Provided text:
** start **
While the trend toward AUM has been growing for the past decade, there appears to be a perfect storm triggering demand. The current market conditions have investors clamoring for active participation in the stock market. Meanwhile, regulatory changes seemingly favor the business model where conflicts of interest can be reduced or eliminated.

If your business is currently more transactional-based and you’re considering the move to fee-based investment advisory services—or just beginning to build your AUM - you’re in the right place. This guide will share 30-years of insights, tools, and best practices for growing and managing AUM, even if you’ve never managed assets before.

Contents

  1. Getting Started: Setting yourself up for success.
  2. Understanding TAMPs.
  3. Legal stuff.
  4. A different kind of growth.
  5. Your questions answered.

Getting started: Setting yourself up for success.

Are you an asset manager or an asset gatherer?

The answer to this question will help you make important decisions in how you set your business up in the AUM space.

Asset managers typically focus their time on directly researching and managing their clients' assets. This is a hands-on approach and requires a significant time commitment and specific skill set.

Asset gatherers outsource much of the research and management of the assets and tend to focus on cultivating relationships.
** end **
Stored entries
** start **
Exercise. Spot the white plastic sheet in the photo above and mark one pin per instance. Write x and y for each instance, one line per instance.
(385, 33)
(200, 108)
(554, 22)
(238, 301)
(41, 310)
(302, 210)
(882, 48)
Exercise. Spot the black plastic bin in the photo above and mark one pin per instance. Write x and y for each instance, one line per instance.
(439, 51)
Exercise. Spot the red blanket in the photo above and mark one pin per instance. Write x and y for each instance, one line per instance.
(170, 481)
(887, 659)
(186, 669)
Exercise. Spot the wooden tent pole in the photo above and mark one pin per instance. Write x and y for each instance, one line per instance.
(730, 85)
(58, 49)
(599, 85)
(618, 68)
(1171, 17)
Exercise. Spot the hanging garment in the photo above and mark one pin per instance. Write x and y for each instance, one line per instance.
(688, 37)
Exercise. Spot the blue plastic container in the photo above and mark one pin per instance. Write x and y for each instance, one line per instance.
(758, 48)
** end **
Direction 1: In the AUM guide, what do asset gatherers tend to focus on?
Direction 2: Duplicate the stretch of the AUM guide from "If your business" through "kind of growth.".
Direction 3: Write the next part of the AUM guide, picking up after its final sentence.

Exercise answer 1: Cultivating relationships.

Exercise answer 2:
If your business is currently more transactional-based and you’re considering the move to fee-based investment advisory services—or just beginning to build your AUM - you’re in the right place. This guide will share 30-years of insights, tools, and best practices for growing and managing AUM, even if you’ve never managed assets before.

Contents

  1. Getting Started: Setting yourself up for success.
  2. Understanding TAMPs.
  3. Legal stuff.
  4. A different kind of growth.

Exercise answer 3:
While these are both very different approaches, there isn’t a right or wrong answer. Each choice comes with its own set of pros and cons.

The more traditional model is the hands-on, asset management approach. The advisor has full responsibility of researching and investing client assets. For those that have a passion for investing, this can be great. Especially when things are going well. It can also be a tremendous undertaking. These advisors need to stay current in their research and often seek out reliable research partners. Advisors that consider themselves asset managers typically seek out a trading platform that affords them the flexibility they need to manage assets in the manner they prefer.

Those that chose an asset gathering model tend to focus their attention on the relationship building side of the business. As a result, finding the right partners to outsource the asset management process is critical. For advisors new to AUM, this is often the more practical starting point as it allows you to focus on what you already do well—building client relationships—while you learn the advisory business

Choosing a Platform/Custodian

As an advisory practice new to AUM, you’ll need to select a custodian to hold the client assets and a platform to manage them. Here’s what to consider based on your approach:

Asset managers generally need a custodian and trading platform that allows them to manage assets in a cost-effective manner. However, there is more to the decision than just evaluating investment management costs. Asset managers must consider the costs for billing, reporting, ongoing analysis, and proposal software tools. The total cost of doing business needs to be considered as each custodian and platform offers something a little different; piecing together each service separately can end up costing considerable time, resources, and efficiency.

Asset gatherers will want to put their focus on finding a platform that affords them choice and access to third party money managers who provide a diverse set of strategies to help meet the investment needs of their clients.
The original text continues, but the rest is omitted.